## [YOUR GOAL]
Reproduce every line of the records below word for word, leaving out the pictures.

## [SOURCE DATA]
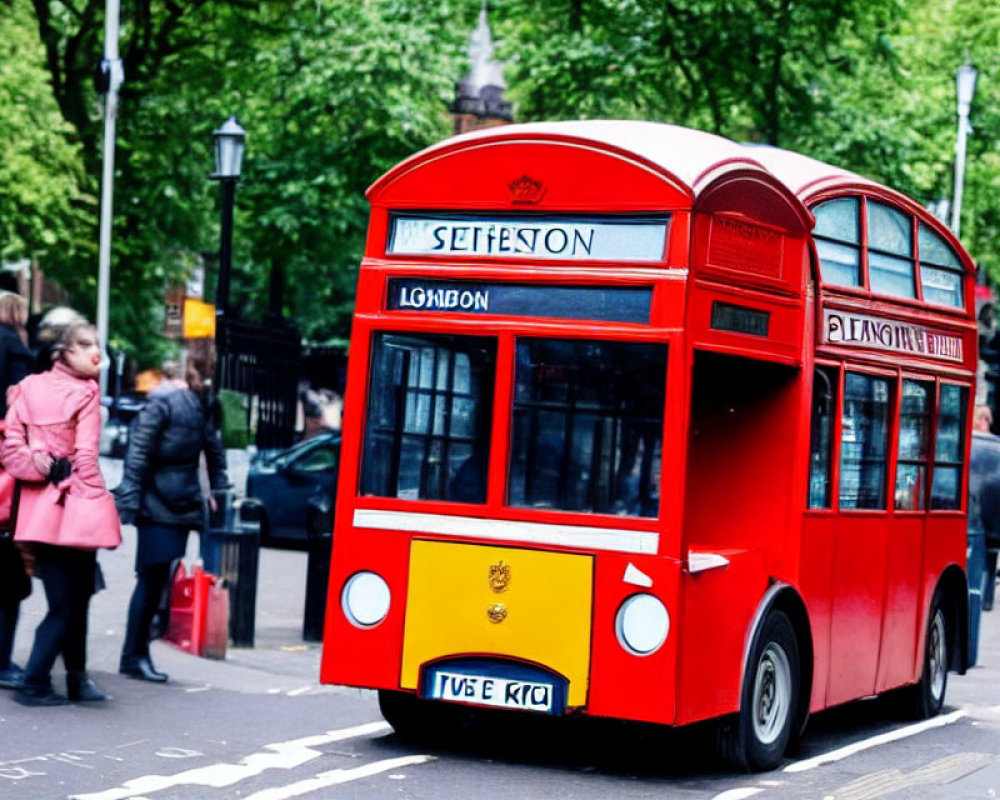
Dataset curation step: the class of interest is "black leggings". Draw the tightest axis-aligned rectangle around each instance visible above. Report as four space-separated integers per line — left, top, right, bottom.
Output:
122 562 170 660
0 600 21 669
25 545 97 686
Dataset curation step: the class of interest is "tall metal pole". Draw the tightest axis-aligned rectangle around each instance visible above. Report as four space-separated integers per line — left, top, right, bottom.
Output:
97 0 125 394
212 178 236 392
951 60 979 238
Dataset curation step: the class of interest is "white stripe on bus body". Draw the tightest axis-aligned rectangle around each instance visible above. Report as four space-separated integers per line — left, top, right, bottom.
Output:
354 508 660 555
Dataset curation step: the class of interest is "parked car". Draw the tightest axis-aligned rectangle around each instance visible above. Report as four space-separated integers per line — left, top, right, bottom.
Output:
101 394 146 458
246 432 340 549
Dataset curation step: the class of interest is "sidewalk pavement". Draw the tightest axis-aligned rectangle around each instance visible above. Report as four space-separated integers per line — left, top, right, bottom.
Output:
14 450 328 692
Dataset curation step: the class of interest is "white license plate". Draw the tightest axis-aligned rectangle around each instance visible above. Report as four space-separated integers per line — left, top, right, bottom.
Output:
429 670 553 714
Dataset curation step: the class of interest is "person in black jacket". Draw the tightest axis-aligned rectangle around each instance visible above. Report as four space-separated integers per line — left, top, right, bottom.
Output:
0 291 35 689
116 365 229 682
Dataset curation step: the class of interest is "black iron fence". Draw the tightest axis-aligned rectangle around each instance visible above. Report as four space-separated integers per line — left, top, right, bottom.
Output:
216 319 302 449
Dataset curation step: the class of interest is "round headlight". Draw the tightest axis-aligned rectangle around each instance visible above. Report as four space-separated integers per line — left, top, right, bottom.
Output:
340 572 390 628
615 594 670 656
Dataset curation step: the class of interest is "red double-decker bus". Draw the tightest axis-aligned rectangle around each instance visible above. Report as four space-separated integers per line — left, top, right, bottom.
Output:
322 122 976 770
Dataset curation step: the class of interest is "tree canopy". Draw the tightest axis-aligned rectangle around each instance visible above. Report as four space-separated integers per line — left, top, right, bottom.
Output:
0 0 1000 360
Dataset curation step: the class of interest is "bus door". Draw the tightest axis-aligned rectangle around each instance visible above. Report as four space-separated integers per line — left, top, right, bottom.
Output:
681 351 802 703
827 368 894 705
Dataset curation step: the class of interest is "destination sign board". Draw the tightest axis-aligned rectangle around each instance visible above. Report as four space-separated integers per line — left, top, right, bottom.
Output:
822 308 963 362
386 278 653 325
386 214 669 262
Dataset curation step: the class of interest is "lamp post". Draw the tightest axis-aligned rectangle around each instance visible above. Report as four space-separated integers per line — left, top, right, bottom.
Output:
211 117 247 391
951 59 979 238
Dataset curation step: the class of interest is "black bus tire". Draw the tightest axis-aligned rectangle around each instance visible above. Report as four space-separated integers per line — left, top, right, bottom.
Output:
903 593 949 719
721 611 802 772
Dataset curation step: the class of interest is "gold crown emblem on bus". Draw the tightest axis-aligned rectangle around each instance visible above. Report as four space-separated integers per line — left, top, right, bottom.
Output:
507 175 546 205
486 603 507 625
490 560 510 594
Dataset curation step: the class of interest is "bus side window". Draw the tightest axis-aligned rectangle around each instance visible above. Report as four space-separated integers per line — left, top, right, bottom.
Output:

## [RESPONSE BELOW]
Dataset curation step: the class of interest is "black leggings". Draw the tightest axis-aligned rectangle around each instance visible above. Report as four space-separated integers per line — left, top, right, bottom.
Output:
122 562 170 660
0 600 21 669
25 545 97 686
Dataset curation step: the class of interest is "tall metal pole". Draw the tightest axis-aligned rectangle around each instance visible above. Report as four space-separated integers per line — left, top, right, bottom.
Output:
97 0 125 394
212 178 236 392
951 60 979 238
Dataset curation step: the class of interest is "white stripe on bus body". Draw the tightest axis-aligned rectangle around each instance visible above. Report as four space-separated integers per line — left, top, right, bottom.
Output:
354 508 660 555
Dataset curation step: the class of interest is "parked car". Draw the tightest axis-aligned rectangle around each instance visible above. Report as four space-separated integers per line — left, top, right, bottom.
Output:
101 394 146 458
246 432 340 549
Dataset curation step: the class of interest is "sidewalk pavement". Draw the tightest axis-aligned rectangle around each instance visible above. Report as four space-separated integers per line — left, top, right, bottom.
Output:
14 450 328 692
Dataset curation step: the class of interest is "white license plate". Draw the tightest axis-aligned rectangle around each instance visible above. Report as four space-separated integers per line — left, top, right, bottom.
Output:
429 670 553 714
Dataset curation step: the class of interest is "person in black jacket". Draw the tightest axis-aligned rectangle around each instance visible above. Report as four space-separated integers per line — left, top, right, bottom.
Output:
0 291 35 689
116 365 229 682
Dataset curation step: the class of interest is "black iron fence". Draw the tightest axis-aligned rectangle around each instance visible above. Report as four space-separated integers per line — left, top, right, bottom.
Output:
216 319 302 449
Dataset curation step: the class of interest is "round headlight". Draw the tightest axis-aligned rectangle around each instance visible above. Report as four space-separated integers per line — left, top, right, bottom.
Output:
340 572 390 628
615 594 670 656
Dataset curation step: the class of interest is "red double-decker bus". Draw the tightest axis-aligned rectangle around each instance visible above. Report as four space-separated integers per line — left, top, right, bottom.
Output:
322 122 976 770
Dataset curation step: the class of interest is "tree canopy". Draw the tightest axis-aligned rectangle around each instance visible above. Report as four space-separated integers per line — left, top, right, bottom.
Output:
0 0 1000 360
Dataset curation step: the class of interest is "bus door". Draw the tightest axis-aligned rectangle around each instance visible above. Report as four space-separated integers per line — left, top, right, bottom.
Output:
681 351 802 703
827 368 894 705
Dataset curation step: the class of interest is "destination sign board". Draw the tightest axis-aligned rectangle around each instance visible above. Report as four space-separated integers per line — left, top, right, bottom.
Output:
822 308 963 362
386 278 653 325
386 214 669 262
Dataset curation step: the class of interest is "lamp post". Draw the tightest axis-aligned rectangle around each instance visible above. Report as four space-separated integers per line — left, top, right, bottom.
Output:
211 117 247 391
951 59 979 238
Dataset curation step: the class of interest is "black bus tire". Draw the tightest axis-aligned rectangle around each instance visible above. Report as four space-separated integers per line — left, top, right, bottom.
Output:
903 593 949 719
721 611 802 772
Dataset curation step: the class of interest is "gold crown emblem on bus". Draw the tightest axis-aligned rectangle around each instance visible above. Report as four space-separated integers per line — left, top, right, bottom.
Output:
507 175 546 205
486 603 507 625
490 560 510 594
Dataset curation step: the class of interest is "bus side window". Draw the tightest axis-aligned rectangle around each instance visible above. Report as four space-separated integers per line — left, top, right, bottom.
Output:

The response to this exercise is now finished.